Copy each of the records below word for word, keeping every line as it stands.

— Start of Dataset entries —

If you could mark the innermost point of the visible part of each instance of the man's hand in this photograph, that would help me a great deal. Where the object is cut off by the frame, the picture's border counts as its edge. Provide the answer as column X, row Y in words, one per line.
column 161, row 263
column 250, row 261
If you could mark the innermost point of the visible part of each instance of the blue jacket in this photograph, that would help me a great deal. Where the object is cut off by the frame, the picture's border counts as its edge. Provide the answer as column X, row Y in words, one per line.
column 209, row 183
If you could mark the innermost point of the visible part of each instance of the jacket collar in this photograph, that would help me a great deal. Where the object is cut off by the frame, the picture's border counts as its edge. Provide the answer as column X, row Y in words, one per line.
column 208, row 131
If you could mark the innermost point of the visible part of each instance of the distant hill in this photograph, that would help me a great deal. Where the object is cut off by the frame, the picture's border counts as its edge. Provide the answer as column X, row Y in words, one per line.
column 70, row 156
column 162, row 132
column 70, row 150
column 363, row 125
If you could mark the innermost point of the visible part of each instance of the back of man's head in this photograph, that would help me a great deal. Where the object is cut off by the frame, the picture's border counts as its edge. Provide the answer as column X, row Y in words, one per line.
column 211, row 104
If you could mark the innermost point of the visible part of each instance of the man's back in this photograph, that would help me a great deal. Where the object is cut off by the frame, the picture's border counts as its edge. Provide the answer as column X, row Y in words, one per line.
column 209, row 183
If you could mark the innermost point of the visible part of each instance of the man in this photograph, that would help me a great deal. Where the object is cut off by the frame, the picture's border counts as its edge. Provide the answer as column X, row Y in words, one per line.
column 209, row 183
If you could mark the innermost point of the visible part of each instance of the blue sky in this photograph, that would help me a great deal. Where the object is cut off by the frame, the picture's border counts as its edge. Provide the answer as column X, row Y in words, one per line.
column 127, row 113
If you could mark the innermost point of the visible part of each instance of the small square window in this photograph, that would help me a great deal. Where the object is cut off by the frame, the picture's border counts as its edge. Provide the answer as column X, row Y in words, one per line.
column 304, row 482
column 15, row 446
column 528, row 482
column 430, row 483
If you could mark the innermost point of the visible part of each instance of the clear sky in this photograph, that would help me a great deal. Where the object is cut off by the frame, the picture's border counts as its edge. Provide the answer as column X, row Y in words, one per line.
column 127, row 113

— End of Dataset entries —

== Solution to this task ==
If you could mark the innermost point of the visible part of each instance of the man's hand in this photograph, that would help me a great deal. Where the object is cut off by the frame, the picture's border counts as its edge. Provide the answer as column X, row Y in words, one per line.
column 161, row 263
column 250, row 261
If you could mark the innermost point of the visible part of each instance of the blue jacket in this photograph, that would help me a great deal. Where the object is cut off by the frame, the picture's border counts as its edge. Provide the answer as column X, row Y in words, one per line.
column 209, row 183
If you could mark the innermost point of the visible part of each instance of the jacket collar in this photograph, that would help me a great deal. Where the object is cut off by the frame, the picture's border counts as its edge. Provide the answer as column X, row Y in words, one per line.
column 208, row 131
If you could mark the innermost point of the visible part of each instance of the distant hill in this photograph, that would help me a great deal. Where the object is cut off by the frame, the picture's border counts as its edge. Provide the answer as column X, row Y in words, one per line.
column 70, row 156
column 162, row 132
column 70, row 150
column 363, row 125
If you could mark the innermost point of the visible part of each instance of the back of man's head in this photograph, that would help me a great deal. Where the object is cut off by the frame, the picture's border counts as its edge. Provide the answer as column X, row Y in words, one per line.
column 211, row 104
If you could mark the innermost point of the visible part of each instance of the man's back in this photograph, that would help me a great deal. Where the object is cut off by the frame, the picture's border counts as its edge. Provide the answer as column X, row Y in words, one per line.
column 209, row 183
If you could mark the innermost point of the visible part of each instance of the man in this photograph, that would help me a great deal. Where the object is cut off by the frame, the picture's border counts as its edge. Provide the answer as column X, row Y in words, one per line.
column 209, row 183
If you could mark the innermost point of the visible part of each instance of the blue sky in this photograph, that would help me a great deal. Where the object is cut off by the frame, the picture's border counts as its edge. Provide the answer as column X, row Y in words, one per line.
column 127, row 113
If you could mark the innermost point of the visible part of each instance of the small square window in this photograph, that would help me a great deal. Where the object is cut off by the frame, the picture's border counts as its edge. Provide the answer as column X, row Y in words, one per line.
column 304, row 482
column 15, row 446
column 528, row 482
column 430, row 483
If you could mark the innermost point of the visible part of each instance of the clear sky in this photograph, that would help me a great deal. Where the object is cut off by the frame, the picture's border counts as its edge. Provide the answer as column X, row Y in words, one per line.
column 127, row 113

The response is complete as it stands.